**MATERIAL SUPPLIED:**
>>>

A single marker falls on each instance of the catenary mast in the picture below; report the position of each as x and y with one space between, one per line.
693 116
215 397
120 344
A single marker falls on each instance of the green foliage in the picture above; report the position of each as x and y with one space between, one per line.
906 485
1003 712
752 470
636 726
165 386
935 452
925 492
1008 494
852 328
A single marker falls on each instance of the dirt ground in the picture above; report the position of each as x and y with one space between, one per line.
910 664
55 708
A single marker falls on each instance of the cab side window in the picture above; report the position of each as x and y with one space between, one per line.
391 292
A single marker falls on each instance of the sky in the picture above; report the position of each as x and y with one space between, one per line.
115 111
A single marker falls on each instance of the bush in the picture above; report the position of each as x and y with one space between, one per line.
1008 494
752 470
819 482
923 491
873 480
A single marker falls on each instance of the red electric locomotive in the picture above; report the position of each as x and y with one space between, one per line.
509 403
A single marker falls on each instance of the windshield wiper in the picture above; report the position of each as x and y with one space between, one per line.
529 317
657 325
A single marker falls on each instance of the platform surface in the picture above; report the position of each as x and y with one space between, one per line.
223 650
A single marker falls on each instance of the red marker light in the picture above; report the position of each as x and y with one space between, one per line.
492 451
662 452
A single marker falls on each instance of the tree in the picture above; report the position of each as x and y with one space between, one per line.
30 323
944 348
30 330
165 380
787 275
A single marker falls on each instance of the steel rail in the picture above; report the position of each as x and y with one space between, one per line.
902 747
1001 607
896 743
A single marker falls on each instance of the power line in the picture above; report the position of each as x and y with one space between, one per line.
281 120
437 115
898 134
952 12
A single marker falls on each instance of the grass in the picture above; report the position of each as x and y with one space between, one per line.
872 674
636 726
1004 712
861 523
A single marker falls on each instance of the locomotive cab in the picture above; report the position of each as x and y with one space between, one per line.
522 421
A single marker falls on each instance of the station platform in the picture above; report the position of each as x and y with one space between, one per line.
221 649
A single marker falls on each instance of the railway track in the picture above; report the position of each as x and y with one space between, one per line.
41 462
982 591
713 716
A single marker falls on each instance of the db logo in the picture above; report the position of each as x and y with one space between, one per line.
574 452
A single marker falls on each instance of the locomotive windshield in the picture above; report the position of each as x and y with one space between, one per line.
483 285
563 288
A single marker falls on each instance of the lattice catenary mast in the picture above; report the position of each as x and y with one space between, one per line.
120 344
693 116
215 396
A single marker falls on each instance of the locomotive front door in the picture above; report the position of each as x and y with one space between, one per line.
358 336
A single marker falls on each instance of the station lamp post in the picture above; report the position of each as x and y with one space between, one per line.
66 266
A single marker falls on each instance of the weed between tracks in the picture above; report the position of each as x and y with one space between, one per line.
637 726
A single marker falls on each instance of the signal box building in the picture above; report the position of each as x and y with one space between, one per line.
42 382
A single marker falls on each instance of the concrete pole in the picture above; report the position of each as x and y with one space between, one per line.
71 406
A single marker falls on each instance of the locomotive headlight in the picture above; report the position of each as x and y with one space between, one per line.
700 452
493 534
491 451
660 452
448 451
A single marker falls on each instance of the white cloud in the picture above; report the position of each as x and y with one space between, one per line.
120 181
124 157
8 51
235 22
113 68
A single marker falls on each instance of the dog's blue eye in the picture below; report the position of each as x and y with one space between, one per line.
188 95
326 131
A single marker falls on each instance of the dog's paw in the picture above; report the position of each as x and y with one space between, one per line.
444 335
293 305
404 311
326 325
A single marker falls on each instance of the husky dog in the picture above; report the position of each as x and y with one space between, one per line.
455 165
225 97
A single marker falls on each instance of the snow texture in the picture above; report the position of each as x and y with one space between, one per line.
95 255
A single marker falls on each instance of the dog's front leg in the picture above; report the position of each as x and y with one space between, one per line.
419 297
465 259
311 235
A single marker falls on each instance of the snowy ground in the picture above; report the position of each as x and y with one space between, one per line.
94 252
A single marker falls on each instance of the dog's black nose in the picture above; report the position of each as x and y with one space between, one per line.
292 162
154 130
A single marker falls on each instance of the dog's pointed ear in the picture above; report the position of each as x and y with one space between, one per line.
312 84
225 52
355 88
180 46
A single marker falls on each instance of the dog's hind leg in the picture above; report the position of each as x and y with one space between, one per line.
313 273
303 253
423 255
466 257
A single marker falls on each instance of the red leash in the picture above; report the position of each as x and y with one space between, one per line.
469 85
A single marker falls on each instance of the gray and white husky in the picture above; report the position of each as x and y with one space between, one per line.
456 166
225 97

<<<

**DO THIS:** Only the lines from the one containing "A single marker falls on each instance of the dog's paw" to the end of the records should be repeated, exactly as they appear.

**TASK OUTPUT:**
A single marker falls on each instance of the dog's paw in the picture above; report the position of each as x and y with one space between, one per line.
444 335
293 305
404 311
326 325
A single marker falls on each instance of the husky dog in the picture above; report the position of each as x and y with one space between, one per line.
455 165
225 97
A single marker falls on each instance of the snow texture in the picture above; report the position of each as x and y with one space between, one per line.
95 255
A single marker falls on each instance of the dog's front leg in the picture above; report the position of each as x and y with one space between, one per line.
419 297
465 259
311 235
A single marker falls on each instance of the snowy ground in the picture above; report the position of each as x and y with one space between, one per line.
94 252
A single marker falls on each instance of the dog's black nose in the picture above; report the position of each as x and y with one space between, one per line.
292 162
154 130
A single marker falls on each instance of the dog's pointed ear in the picture above; report the position of each as x and y with one space between, one per line.
312 84
225 52
355 88
180 46
A single marker falls on each instance of the dog's hind leg in the picture above; report the position of each as x and y with one space between, one per line.
313 273
303 253
423 255
466 257
A single marker falls on each instance of the red leash in the picture above; report the position of each as x and y with one space between, one per line.
469 85
A single marker falls on each instance of the gray and white husky in the picture above; report the position of each as x and y with one space between, one per line.
456 166
225 97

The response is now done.